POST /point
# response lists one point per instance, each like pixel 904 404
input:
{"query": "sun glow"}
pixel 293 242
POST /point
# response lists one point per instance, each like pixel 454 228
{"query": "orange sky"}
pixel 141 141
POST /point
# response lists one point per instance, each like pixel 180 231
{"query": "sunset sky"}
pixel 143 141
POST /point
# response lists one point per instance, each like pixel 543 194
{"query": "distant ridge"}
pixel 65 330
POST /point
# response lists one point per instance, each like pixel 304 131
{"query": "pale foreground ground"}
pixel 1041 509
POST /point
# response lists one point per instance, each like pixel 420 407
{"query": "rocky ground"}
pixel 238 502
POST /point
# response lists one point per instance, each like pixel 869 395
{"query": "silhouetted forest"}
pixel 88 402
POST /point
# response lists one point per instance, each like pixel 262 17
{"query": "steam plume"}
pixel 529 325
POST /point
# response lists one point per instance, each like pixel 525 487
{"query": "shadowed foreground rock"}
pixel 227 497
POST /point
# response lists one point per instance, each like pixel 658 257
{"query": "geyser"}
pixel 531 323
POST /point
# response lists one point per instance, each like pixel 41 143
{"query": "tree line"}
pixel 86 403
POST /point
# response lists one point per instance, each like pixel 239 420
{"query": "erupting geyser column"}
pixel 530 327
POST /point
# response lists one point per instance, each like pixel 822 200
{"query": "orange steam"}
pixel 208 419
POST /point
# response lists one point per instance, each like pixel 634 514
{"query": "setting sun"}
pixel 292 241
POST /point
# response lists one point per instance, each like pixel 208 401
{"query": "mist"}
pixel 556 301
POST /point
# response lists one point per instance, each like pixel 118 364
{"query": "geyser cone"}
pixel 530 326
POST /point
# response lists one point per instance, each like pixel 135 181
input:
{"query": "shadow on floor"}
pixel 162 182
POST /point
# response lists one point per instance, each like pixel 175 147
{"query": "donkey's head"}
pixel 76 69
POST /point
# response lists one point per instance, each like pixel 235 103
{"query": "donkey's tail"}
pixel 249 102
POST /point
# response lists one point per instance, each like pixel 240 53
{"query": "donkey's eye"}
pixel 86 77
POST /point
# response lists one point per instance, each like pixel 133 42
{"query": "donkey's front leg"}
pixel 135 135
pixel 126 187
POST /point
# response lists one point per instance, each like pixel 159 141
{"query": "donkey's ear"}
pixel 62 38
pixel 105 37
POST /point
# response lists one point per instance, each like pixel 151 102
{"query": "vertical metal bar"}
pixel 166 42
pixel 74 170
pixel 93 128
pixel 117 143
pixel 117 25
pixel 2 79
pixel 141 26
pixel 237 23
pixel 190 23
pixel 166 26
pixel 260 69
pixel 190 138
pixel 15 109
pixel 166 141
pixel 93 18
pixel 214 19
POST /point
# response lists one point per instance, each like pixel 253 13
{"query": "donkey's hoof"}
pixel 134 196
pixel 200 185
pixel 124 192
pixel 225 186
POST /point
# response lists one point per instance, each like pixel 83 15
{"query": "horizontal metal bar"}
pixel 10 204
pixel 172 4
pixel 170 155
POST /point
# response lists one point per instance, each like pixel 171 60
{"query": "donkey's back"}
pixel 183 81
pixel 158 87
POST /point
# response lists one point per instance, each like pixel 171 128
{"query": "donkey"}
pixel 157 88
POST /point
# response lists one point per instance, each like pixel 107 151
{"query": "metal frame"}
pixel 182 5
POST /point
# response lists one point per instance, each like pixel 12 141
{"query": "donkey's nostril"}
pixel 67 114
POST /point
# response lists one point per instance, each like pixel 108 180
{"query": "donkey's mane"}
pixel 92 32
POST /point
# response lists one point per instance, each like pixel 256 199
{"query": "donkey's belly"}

————

* **Task requirements**: Extract each entry in full, exactly as given.

* **Exercise response**:
POST /point
# response lists one point per instance, each like pixel 904 404
input:
{"query": "sun glow"}
pixel 293 242
POST /point
# response lists one point per instance, each like pixel 454 228
{"query": "orange sky"}
pixel 141 141
POST /point
# response lists one point per instance, each like pixel 180 231
{"query": "sunset sky"}
pixel 143 141
POST /point
# response lists one point per instance, each like pixel 543 194
{"query": "distant ridge"}
pixel 65 330
POST /point
# response lists one point per instance, each like pixel 304 131
{"query": "pale foreground ground"}
pixel 1041 509
POST /point
# response lists one point per instance, each like pixel 420 407
{"query": "rocky ground"}
pixel 238 502
POST /point
# response lists one point per instance, each like pixel 869 395
{"query": "silhouetted forest"}
pixel 88 402
POST /point
# response lists one point per instance, each like pixel 262 17
{"query": "steam plume"}
pixel 529 325
POST /point
# response lists one point per instance, each like pixel 525 487
{"query": "shadowed foreground rock"}
pixel 227 497
POST /point
# response lists one point per instance, each like pixel 658 257
{"query": "geyser"}
pixel 531 323
POST /point
# response lists one point per instance, each like pixel 41 143
{"query": "tree line"}
pixel 86 403
POST /point
# response lists one point per instance, each like pixel 239 420
{"query": "erupting geyser column"}
pixel 530 327
POST /point
# response lists one point per instance, each like pixel 822 200
{"query": "orange steam"}
pixel 208 419
POST /point
# response lists one point per instance, each like pixel 634 514
{"query": "setting sun"}
pixel 292 241
POST /point
# response lists one point per instance, each like pixel 208 401
{"query": "mist"}
pixel 556 301
POST /point
# response lists one point per instance, each like pixel 118 364
{"query": "geyser cone"}
pixel 530 326
POST /point
# response lists one point per instance, each like pixel 135 181
input:
{"query": "shadow on floor"}
pixel 162 182
POST /point
# response lists one point per instance, each like pixel 175 147
{"query": "donkey's head"}
pixel 76 69
POST /point
# response lists one point per instance, each like pixel 235 103
{"query": "donkey's tail"}
pixel 249 102
POST /point
# response lists one point per instance, each like pixel 240 53
{"query": "donkey's eye"}
pixel 86 77
POST /point
# response lists one point per instance, each like pixel 133 42
{"query": "donkey's front leg"}
pixel 135 135
pixel 126 187
POST /point
# response lists one point per instance, each like pixel 159 141
{"query": "donkey's ear"}
pixel 62 38
pixel 105 37
POST /point
# response lists one point per instance, each like pixel 151 102
{"query": "vertical metal bar"}
pixel 166 42
pixel 74 170
pixel 93 128
pixel 117 143
pixel 117 25
pixel 2 79
pixel 141 26
pixel 237 23
pixel 190 23
pixel 166 26
pixel 260 69
pixel 190 138
pixel 15 109
pixel 166 141
pixel 93 18
pixel 214 19
POST /point
# response lists one point per instance, each like pixel 253 13
{"query": "donkey's hoof"}
pixel 134 196
pixel 200 185
pixel 124 192
pixel 225 186
POST /point
# response lists one point per instance, each like pixel 83 15
{"query": "horizontal metal bar"}
pixel 10 204
pixel 172 4
pixel 170 155
POST /point
# response lists one point per instance, each like pixel 171 60
{"query": "donkey's back"}
pixel 183 81
pixel 158 87
POST /point
# response lists one point per instance, each like pixel 171 128
{"query": "donkey"}
pixel 157 88
POST /point
# response lists one point per instance, each like pixel 107 151
{"query": "metal frame"}
pixel 182 5
POST /point
# response lists one point per instance, each like pixel 12 141
{"query": "donkey's nostril"}
pixel 67 114
POST /point
# response lists one point per instance, each like pixel 108 180
{"query": "donkey's mane"}
pixel 92 32
POST /point
# response lists one point per instance, each like pixel 256 199
{"query": "donkey's belly"}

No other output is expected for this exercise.